#### Work instructions:
Output every line of the entries below as a JSON array of strings, with one string per line and blank lines omitted.

A data block
▼

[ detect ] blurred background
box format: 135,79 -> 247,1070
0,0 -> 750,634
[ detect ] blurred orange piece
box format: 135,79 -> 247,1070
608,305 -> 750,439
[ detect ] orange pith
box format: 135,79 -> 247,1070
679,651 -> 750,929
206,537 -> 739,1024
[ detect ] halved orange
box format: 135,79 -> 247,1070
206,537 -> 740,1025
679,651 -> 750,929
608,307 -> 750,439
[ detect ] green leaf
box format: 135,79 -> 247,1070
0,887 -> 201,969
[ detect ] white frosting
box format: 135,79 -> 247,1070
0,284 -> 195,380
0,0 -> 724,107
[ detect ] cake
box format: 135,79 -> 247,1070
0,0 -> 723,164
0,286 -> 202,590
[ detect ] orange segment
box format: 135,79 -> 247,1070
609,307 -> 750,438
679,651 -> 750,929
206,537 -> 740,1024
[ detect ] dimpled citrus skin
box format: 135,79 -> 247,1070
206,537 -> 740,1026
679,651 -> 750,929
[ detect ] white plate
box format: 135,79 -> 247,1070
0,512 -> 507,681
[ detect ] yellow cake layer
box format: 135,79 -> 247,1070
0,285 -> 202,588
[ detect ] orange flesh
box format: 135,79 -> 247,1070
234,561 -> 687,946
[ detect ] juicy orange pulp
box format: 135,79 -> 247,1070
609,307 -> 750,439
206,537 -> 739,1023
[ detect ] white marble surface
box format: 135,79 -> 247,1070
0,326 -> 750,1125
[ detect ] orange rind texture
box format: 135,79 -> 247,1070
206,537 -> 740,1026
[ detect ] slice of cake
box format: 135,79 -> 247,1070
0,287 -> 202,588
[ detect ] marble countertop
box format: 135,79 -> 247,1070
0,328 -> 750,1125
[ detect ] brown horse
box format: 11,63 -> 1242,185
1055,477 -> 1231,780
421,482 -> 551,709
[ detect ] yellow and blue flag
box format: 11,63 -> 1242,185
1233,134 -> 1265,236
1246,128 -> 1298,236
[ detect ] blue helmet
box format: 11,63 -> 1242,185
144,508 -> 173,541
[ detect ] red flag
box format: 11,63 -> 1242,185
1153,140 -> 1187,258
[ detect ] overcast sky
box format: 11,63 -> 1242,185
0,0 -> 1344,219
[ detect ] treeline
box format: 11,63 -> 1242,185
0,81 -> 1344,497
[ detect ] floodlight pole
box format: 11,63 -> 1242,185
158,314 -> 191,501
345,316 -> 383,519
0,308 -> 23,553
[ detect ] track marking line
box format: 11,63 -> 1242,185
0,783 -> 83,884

▲

#### Answer for this exercise:
[
  "[ detect ] blurred background",
  "box format: 135,79 -> 247,1070",
  "0,0 -> 750,634",
  "[ detect ] blurred orange piece",
  "box format: 135,79 -> 247,1070",
  "608,305 -> 750,439",
  "[ detect ] orange pith",
  "box format: 135,79 -> 247,1070",
  "679,651 -> 750,929",
  "206,537 -> 739,1024",
  "[ detect ] halved orange",
  "box format: 135,79 -> 247,1070",
  "206,537 -> 740,1025",
  "679,651 -> 750,929",
  "608,307 -> 750,439",
  "[ detect ] green leaf",
  "box format: 135,79 -> 247,1070",
  "0,887 -> 201,969",
  "[ detect ] white frosting",
  "box format: 135,79 -> 247,1070",
  "0,284 -> 195,380",
  "0,0 -> 724,107",
  "[ detect ] cake",
  "box format: 135,79 -> 247,1070",
  "0,0 -> 723,164",
  "0,286 -> 202,590",
  "[ detect ] orange segment",
  "box format: 135,79 -> 247,1070",
  "609,307 -> 750,438",
  "679,651 -> 750,929",
  "206,537 -> 740,1024",
  "[ detect ] dimpled citrus skin",
  "box format: 135,79 -> 247,1070",
  "206,537 -> 740,1026",
  "679,651 -> 750,929",
  "[ detect ] white plate",
  "box format: 135,79 -> 247,1070",
  "0,512 -> 507,681",
  "[ detect ] yellow cake layer",
  "box format: 135,79 -> 247,1070",
  "0,285 -> 202,588",
  "[ detect ] orange flesh",
  "box format: 135,79 -> 247,1070",
  "234,561 -> 687,946",
  "[ detect ] juicy orange pulp",
  "box format: 135,79 -> 247,1070",
  "609,307 -> 750,439",
  "206,537 -> 739,1023",
  "[ detect ] white marble surface",
  "box format: 135,79 -> 247,1070",
  "0,326 -> 750,1125",
  "[ detect ] orange rind texture",
  "box format: 135,79 -> 247,1070",
  "206,537 -> 740,1026",
  "[ detect ] slice of cake",
  "box format: 135,79 -> 247,1070",
  "0,287 -> 202,588",
  "[ detect ] marble countertop",
  "box format: 135,79 -> 247,1070",
  "0,328 -> 750,1125",
  "[ detect ] brown horse",
  "box format: 11,63 -> 1242,185",
  "1055,477 -> 1231,780",
  "421,482 -> 551,709",
  "[ detect ] yellow and blue flag",
  "box format: 11,63 -> 1242,185",
  "1233,134 -> 1265,236",
  "1246,128 -> 1298,236",
  "[ detect ] blue helmet",
  "box format: 11,63 -> 1242,185",
  "144,508 -> 173,541",
  "[ detect ] red flag",
  "box format: 11,63 -> 1242,185",
  "1153,140 -> 1187,258",
  "[ detect ] overcast sky",
  "box format: 11,63 -> 1242,185",
  "0,0 -> 1344,219",
  "[ detect ] treeline",
  "box format: 11,63 -> 1242,185",
  "0,81 -> 1344,497",
  "[ detect ] floodlight pole",
  "box format: 11,63 -> 1242,185",
  "158,314 -> 191,501",
  "345,316 -> 383,519",
  "0,308 -> 23,553",
  "[ detect ] track marking line",
  "box format: 11,63 -> 1242,185",
  "0,783 -> 83,884"
]